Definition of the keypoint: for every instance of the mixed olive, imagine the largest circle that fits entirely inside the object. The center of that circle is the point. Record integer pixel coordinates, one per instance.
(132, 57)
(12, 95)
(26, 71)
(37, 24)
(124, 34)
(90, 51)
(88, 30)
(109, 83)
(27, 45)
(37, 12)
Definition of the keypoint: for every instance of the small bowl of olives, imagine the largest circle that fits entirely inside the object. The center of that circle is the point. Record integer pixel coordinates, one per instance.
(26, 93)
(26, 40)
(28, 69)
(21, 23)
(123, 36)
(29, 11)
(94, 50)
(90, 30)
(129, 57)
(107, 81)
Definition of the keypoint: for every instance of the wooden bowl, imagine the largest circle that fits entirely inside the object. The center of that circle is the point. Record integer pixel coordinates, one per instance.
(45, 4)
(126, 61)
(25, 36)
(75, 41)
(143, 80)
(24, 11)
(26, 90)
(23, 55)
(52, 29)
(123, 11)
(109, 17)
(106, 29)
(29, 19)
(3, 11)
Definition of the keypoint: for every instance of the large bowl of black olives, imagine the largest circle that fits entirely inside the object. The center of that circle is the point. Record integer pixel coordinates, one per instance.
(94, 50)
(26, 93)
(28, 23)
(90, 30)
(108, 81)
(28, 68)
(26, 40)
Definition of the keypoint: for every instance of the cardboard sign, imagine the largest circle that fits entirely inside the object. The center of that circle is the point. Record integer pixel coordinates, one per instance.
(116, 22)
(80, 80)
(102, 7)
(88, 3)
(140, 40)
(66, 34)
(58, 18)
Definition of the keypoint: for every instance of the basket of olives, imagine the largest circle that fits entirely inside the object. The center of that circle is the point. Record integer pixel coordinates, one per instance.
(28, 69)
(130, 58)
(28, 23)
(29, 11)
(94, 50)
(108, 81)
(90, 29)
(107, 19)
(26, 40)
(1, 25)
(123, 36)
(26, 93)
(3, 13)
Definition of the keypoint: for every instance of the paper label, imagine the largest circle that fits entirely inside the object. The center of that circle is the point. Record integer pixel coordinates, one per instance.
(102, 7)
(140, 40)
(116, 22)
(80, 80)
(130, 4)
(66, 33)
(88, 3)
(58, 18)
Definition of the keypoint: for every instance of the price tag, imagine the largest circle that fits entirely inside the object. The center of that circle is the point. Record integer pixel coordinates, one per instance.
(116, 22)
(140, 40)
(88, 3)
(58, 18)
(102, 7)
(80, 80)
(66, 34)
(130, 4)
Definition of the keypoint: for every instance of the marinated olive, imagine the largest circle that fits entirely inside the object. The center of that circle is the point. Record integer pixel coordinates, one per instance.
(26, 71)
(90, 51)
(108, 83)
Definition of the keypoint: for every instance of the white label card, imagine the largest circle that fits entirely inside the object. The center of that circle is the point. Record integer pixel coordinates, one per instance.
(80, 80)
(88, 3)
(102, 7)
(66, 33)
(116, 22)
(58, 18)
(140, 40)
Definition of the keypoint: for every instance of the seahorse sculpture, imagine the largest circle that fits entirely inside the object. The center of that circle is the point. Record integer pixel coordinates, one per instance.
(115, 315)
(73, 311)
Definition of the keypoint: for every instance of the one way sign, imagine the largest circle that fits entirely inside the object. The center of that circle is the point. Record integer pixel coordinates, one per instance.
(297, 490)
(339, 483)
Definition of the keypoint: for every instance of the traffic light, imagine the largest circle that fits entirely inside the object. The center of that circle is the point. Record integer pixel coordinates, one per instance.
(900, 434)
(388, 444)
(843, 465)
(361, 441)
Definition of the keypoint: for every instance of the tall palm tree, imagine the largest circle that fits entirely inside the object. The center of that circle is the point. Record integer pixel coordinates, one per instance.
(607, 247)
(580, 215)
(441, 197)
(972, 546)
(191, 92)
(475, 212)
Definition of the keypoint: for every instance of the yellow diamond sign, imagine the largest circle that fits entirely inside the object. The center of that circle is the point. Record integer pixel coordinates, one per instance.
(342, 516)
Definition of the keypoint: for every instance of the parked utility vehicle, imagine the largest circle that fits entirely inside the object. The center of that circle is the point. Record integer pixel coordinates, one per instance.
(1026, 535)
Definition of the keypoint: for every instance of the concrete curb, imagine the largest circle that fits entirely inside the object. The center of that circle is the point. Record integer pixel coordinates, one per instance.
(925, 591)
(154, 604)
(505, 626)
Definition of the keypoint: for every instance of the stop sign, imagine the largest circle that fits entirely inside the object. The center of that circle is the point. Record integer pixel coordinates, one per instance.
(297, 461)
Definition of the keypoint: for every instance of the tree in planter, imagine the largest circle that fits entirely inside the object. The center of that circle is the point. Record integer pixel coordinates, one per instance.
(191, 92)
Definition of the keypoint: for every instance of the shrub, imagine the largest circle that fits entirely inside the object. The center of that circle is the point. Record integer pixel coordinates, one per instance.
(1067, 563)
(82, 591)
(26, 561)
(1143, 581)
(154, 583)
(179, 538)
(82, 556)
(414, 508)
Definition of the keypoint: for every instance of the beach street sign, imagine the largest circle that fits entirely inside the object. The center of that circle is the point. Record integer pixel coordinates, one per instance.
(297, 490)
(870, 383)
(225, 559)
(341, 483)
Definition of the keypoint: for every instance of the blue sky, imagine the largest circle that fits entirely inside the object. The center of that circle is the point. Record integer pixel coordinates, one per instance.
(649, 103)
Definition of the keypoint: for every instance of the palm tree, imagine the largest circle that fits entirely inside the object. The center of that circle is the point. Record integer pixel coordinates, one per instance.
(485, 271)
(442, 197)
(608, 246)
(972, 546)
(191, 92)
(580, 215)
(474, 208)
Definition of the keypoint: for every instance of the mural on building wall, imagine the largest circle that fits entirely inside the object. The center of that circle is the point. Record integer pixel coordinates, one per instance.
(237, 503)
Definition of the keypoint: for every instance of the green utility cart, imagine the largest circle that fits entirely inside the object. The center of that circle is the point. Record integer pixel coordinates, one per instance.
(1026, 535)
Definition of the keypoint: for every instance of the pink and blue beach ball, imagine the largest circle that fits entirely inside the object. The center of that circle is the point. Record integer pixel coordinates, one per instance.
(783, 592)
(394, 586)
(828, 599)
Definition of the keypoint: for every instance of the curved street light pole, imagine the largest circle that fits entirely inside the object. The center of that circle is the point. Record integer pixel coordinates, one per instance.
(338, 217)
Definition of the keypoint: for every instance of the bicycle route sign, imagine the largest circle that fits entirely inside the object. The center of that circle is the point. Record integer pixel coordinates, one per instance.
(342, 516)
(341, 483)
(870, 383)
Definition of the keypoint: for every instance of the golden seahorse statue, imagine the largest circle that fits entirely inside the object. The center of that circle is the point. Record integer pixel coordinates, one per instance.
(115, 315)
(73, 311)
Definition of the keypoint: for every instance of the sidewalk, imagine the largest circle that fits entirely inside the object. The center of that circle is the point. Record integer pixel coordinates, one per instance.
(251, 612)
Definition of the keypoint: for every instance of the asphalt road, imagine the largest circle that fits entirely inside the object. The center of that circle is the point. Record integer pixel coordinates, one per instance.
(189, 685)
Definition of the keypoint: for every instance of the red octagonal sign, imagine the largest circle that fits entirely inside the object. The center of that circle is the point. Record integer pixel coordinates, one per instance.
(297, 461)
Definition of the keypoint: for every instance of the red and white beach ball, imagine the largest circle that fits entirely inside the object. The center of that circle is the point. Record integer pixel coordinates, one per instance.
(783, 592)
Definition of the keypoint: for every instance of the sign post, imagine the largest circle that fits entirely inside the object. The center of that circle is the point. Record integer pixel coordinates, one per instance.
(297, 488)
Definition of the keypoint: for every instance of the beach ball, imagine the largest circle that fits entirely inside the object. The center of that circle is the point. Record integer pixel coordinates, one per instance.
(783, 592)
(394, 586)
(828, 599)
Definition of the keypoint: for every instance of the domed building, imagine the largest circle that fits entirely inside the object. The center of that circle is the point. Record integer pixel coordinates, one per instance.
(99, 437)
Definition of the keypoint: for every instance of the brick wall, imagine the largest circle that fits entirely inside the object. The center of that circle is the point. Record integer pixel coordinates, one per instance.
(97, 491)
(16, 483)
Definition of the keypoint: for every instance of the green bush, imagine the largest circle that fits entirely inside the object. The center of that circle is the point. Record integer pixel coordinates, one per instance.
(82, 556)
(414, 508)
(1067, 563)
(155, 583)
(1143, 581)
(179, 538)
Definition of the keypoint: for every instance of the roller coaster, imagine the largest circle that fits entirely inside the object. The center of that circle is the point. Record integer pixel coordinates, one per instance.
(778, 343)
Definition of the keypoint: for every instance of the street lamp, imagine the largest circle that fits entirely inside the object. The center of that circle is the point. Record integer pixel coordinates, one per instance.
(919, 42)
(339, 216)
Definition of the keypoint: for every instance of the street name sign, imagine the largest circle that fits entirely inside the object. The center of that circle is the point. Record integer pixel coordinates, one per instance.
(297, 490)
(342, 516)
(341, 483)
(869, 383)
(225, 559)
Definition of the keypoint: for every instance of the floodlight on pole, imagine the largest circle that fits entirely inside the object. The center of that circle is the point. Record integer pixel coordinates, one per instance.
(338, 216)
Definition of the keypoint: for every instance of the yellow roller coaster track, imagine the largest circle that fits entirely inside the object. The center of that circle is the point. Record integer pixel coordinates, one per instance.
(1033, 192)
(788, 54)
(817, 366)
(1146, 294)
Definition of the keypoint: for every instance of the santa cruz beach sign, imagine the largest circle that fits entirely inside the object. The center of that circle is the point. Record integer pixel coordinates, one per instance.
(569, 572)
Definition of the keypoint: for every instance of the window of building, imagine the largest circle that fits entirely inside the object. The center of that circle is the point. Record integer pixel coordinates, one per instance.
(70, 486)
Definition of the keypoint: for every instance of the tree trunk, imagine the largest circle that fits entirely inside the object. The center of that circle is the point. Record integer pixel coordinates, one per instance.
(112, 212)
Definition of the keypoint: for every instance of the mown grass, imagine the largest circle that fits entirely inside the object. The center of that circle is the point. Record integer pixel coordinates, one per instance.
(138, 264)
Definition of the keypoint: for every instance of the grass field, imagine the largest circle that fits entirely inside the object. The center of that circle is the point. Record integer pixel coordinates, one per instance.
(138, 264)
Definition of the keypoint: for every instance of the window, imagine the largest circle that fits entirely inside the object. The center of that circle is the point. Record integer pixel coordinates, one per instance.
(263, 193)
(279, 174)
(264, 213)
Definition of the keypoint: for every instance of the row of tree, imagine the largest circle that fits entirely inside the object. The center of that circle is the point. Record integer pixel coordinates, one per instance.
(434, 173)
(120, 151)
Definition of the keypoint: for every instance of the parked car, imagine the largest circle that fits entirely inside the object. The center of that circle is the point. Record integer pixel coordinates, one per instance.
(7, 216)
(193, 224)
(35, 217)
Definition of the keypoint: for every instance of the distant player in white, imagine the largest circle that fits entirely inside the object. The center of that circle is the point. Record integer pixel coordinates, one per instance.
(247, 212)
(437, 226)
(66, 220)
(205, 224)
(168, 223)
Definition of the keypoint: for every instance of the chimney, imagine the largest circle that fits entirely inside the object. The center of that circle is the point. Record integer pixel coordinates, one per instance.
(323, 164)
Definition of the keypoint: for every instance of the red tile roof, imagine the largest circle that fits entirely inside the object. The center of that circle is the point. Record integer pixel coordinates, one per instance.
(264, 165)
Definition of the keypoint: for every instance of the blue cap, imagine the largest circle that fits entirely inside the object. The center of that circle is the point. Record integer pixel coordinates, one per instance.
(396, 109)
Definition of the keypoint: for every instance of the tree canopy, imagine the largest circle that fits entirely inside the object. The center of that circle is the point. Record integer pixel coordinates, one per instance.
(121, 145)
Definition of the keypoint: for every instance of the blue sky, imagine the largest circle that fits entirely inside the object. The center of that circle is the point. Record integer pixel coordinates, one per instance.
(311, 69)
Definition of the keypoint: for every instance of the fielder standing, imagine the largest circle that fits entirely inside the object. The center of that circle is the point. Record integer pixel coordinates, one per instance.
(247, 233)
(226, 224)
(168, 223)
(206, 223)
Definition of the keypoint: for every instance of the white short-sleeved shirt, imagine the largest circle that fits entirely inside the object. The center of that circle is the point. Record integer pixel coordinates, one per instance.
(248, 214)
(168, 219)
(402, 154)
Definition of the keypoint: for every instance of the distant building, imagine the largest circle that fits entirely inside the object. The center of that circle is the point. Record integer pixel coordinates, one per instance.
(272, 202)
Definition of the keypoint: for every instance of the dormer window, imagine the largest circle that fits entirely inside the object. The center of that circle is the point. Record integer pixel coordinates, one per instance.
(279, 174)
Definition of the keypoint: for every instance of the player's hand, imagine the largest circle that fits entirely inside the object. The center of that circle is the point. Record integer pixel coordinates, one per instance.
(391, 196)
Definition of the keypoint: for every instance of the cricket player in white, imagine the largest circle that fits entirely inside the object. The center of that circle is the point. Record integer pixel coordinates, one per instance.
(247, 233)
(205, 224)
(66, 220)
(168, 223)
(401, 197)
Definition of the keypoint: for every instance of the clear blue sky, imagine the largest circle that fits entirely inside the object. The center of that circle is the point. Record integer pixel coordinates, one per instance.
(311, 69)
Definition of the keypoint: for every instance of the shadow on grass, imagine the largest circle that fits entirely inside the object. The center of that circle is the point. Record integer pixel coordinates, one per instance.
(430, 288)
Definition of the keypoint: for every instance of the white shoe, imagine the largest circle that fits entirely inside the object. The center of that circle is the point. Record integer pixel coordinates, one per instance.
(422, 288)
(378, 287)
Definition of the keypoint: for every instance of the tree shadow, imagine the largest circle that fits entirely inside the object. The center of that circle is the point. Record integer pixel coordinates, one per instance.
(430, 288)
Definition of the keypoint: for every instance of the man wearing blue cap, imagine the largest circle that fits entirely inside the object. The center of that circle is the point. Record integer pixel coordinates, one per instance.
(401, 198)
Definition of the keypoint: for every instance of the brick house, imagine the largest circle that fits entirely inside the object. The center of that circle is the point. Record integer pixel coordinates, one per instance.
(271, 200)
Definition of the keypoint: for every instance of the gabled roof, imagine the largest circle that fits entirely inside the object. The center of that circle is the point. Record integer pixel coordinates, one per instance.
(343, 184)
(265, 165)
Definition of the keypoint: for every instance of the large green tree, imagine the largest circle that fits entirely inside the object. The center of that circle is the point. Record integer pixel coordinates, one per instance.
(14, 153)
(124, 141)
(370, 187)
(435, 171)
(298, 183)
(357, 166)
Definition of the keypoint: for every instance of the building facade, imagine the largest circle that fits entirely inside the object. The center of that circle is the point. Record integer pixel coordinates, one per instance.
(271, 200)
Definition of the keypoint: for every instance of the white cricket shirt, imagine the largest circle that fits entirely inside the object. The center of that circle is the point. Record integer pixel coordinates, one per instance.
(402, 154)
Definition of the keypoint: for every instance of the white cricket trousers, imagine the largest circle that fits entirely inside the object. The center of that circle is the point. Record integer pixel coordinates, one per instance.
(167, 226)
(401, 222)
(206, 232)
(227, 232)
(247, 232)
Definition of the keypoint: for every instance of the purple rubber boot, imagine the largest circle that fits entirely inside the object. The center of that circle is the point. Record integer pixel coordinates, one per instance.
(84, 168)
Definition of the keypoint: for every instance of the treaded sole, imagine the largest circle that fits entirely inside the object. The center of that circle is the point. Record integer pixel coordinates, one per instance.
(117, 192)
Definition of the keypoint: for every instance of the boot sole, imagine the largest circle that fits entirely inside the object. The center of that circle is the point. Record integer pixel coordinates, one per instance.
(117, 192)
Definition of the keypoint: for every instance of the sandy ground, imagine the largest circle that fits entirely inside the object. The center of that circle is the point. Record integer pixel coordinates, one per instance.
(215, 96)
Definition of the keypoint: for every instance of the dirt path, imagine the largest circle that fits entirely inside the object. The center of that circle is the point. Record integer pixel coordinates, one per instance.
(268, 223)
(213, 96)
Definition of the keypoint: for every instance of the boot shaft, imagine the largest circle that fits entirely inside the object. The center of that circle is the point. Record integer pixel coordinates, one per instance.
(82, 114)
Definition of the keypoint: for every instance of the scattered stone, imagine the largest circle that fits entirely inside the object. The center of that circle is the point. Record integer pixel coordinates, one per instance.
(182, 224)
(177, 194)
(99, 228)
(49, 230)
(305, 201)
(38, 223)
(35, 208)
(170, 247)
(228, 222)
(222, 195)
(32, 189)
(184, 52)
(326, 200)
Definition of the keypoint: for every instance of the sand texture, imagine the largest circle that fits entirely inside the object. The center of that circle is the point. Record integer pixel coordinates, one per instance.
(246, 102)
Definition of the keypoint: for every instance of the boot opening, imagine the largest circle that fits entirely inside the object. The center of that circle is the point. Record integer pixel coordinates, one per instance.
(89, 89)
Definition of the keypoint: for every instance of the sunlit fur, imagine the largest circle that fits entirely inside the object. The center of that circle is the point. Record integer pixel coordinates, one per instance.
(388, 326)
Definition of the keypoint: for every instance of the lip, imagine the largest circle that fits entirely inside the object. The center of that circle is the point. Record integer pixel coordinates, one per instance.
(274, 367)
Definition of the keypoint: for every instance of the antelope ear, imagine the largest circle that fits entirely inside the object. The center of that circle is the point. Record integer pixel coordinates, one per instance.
○ ○ ○ ○ ○ ○ ○
• [Task details]: Your answer must consist only of the lines from the one containing "boot opening, imagine" through the last line of the data above, both included, exactly as written.

• [Exercise solution]:
Definition of the keypoint: for every instance of the boot opening, imagine the largest circle that fits entirely inside the object. The center of that circle is the point. Record integer pixel coordinates, one per instance.
(89, 89)
Definition of the keypoint: for every instance of the sunlit fur, imagine the largest circle that fits entirely inside the object. The center of that circle is the point. Record integer pixel coordinates, one per instance.
(388, 326)
Definition of the keypoint: for every instance of the lip, imagine the largest circle that fits entirely inside the object. The center of that circle is the point. Record integer pixel coordinates, one per instance.
(274, 367)
Definition of the keypoint: for every instance of the antelope ear, imagine the largest circle that fits entirely inside the object. The center of that circle is the point. Record integer pixel coordinates, one per instance.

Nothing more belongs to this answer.